Begin PROVIDED DATA

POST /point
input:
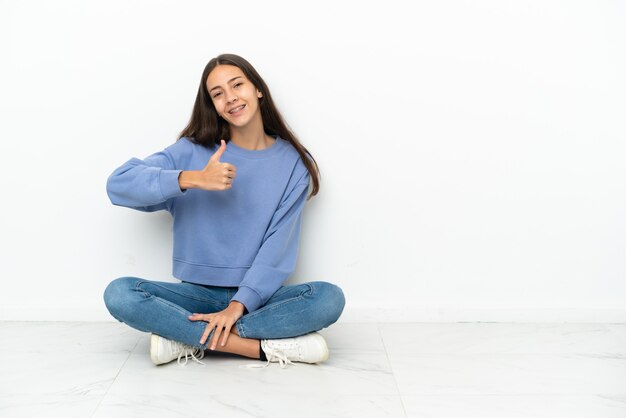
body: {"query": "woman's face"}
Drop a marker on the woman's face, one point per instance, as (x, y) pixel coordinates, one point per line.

End PROVIDED DATA
Begin PROVIDED DATA

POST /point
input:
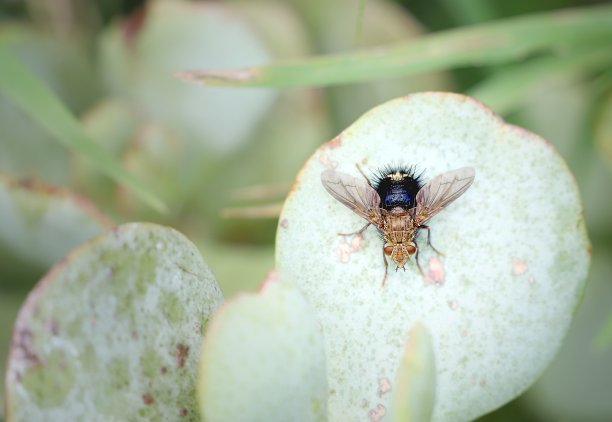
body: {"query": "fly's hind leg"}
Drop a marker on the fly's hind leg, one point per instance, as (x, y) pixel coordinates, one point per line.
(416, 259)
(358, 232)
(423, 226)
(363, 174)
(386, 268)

End PROVIDED DATA

JOB: Which lines of the listing contain the string "point"? Gather every one of them and copy each out in full.

THE ANSWER:
POST /point
Drop a marker on the woman's face, one point per instance, as (x, y) pixel coordinates, one point per line.
POST /point
Drop a marker on the fly's hind leg, one point per instance, as (x, y) pixel coordinates, one point per line.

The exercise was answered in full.